## Ejercicio 1
Reproduce sin cambios el pasaje del texto sobre La Calma que empieza en "Conocí La Calma" y acaba en "picada y perejil.".
## Ejercicio 2
Prosigue, por favor, el texto sobre La Calma a partir de su última oración.

══ Extracto proporcionado ══

Nueva vida en las cocinas de Santiago

La memoria del sabor

Conocí La Calma cuando era un restaurante con buenos principios y no pocas dudas, en la Nueva Costanera de Vitacura. Llevó a Santiago el sabor y las texturas del pescado, que no era poco, aunque no hicieron lo mismo con el marisco, víctima propiciatoria de la espasmódica relación que se vive con él en esta tierra. Siempre servido en un aniego de limón, contumazmente cubierto -visión y sabor- con pozales de cebolla picada y perejil.

 

Cuatro años y medio después -año y medio de levantamiento social y dos de pandemia por medio- encuentro La Calma con una pequeña variación en el nombre, La Calma by Fredes, y una propuesta que trasciende. Lo contó Pamela Villagra en 7Caníbales, pero lo que vivo y disfruto va más allá de lo esperado. La transformación culinaria es sobresaliente. Hoy es un restaurante de culto; hay tanta cocina como intenciones. Entendieron que esta vez se trata de concretar realidades y que el negocio es una carrera de fondo; la meta, cuando la hay, siempre queda un poco más lejos.

═══
══ Material proporcionado ══

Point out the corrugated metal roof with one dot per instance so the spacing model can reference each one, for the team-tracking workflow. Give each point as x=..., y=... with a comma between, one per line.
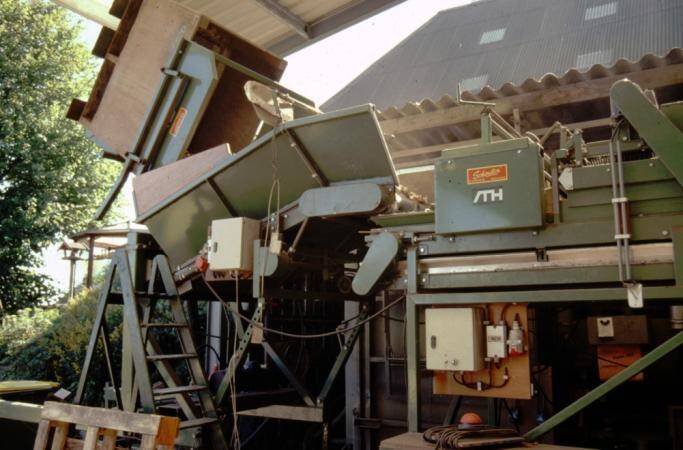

═══

## Respuesta 1
Conocí La Calma cuando era un restaurante con buenos principios y no pocas dudas, en la Nueva Costanera de Vitacura. Llevó a Santiago el sabor y las texturas del pescado, que no era poco, aunque no hicieron lo mismo con el marisco, víctima propiciatoria de la espasmódica relación que se vive con él en esta tierra. Siempre servido en un aniego de limón, contumazmente cubierto -visión y sabor- con pozales de cebolla picada y perejil.

## Respuesta 2
 

Disfruto al fin del espectacular marisco chileno tal cual lo entrega el mar -ostras, locos, lapas, chochas, piures, caracoles- sin limón secuestrando los sabores ni cebolla que disfrace la naturaleza del producto. Luego está la cocina. Los pescados guisados enteros -siguieron la estela de La Picantería, en Vitacura-, las cabezas de pescado elevadas a la condición de festival de texturas y sabores, y los guisos de tierra y mar: la espectacular lengua con piures y ostiones y unas mollejas con lapas y erizos que aparentan más de lo que ofrecen.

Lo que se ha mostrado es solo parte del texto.